Last year, after 20 years of cleanup, Love Canal was declared clean enough to be removed from the Superfund list. In the meantime, one section that had been abandoned, although declared safe by the EPA, has been renamed Black Creek Village, with the empty homes there fixed up and resold.

More recent brownfields range from toxic-waste dumps that are unlikely ever to be inhabitable, to the sites of old warehouses and gas stations that have only modest contamination and can be cleaned up at a reasonable cost.

Environmentalists tend to favor brownfield development. Building on these sites, which tend to be in or near urban centers, limits sprawl by sparing undeveloped land from being paved over. "We would prefer to have development occur in cities where infrastructure already exists...because it helps to protect green spaces, which we would like to retain as green spaces," says Ed Hopkins, director of the environmental-quality program at the Sierra Club. The risk, he says, is that developers who rush or cut costs won't do a complete cleanup.

Exercise instructions – Please carry on the passage about brownfield cleanup and development, picking up after its last sentence.

(Stored items)
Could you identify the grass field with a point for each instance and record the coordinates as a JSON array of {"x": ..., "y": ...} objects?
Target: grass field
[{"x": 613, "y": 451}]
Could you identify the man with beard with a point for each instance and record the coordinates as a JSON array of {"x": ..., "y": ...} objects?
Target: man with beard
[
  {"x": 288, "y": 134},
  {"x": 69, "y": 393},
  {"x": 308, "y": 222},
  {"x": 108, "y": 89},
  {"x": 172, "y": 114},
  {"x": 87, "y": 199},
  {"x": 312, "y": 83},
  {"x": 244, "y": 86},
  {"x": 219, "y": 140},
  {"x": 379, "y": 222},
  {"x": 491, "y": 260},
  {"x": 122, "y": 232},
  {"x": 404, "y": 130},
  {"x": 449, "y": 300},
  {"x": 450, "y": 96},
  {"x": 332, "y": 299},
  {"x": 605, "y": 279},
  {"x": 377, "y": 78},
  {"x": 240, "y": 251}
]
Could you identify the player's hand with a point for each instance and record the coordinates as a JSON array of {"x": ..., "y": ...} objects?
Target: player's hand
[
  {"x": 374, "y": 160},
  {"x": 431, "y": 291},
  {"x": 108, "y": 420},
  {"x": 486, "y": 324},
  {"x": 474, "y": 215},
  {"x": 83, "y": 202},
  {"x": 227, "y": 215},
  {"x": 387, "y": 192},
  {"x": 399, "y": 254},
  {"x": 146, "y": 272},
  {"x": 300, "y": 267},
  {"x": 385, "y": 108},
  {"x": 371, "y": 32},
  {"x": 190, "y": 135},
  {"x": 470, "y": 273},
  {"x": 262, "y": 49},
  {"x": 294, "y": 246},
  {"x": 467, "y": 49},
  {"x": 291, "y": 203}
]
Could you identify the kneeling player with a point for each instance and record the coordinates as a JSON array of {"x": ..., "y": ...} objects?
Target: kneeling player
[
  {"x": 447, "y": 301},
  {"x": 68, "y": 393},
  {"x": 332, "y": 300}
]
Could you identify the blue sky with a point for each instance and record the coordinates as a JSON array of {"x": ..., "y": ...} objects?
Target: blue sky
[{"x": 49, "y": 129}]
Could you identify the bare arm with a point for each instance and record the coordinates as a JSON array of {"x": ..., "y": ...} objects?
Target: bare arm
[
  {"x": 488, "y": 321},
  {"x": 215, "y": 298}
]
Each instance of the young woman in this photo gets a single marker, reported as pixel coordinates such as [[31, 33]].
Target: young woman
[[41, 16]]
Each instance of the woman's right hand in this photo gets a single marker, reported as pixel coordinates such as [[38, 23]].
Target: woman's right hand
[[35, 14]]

Response to the exercise –
Home buyers, meanwhile, seem unfazed by what came before them. Some condo buildings at Atlanta's Atlantic Station sold out before ground was broken; there is a waiting list for desirable rooftop units that haven't yet hit the market. Prices start in the high $100,000s, with rooftop lofts starting at $300,000 -- roughly comparable with other upscale urban developments in Atlanta.

Amy Renfrow was pregnant when she and her husband bought a two-bedroom, three-level townhouse in one of Atlantic Station's first residential buildings two years ago. She was concerned about safety at first. "But once we heard about all the work the developers did with soil remediation and all the inspections by the EPA, we felt very comfortable about it," she says. The couple, who had lived in New York for three years, wanted to be near the grocery store and restaurants. "We think making this a safe place to live and work has been one of the developer's primary concerns," she adds. "I would hope that is the case."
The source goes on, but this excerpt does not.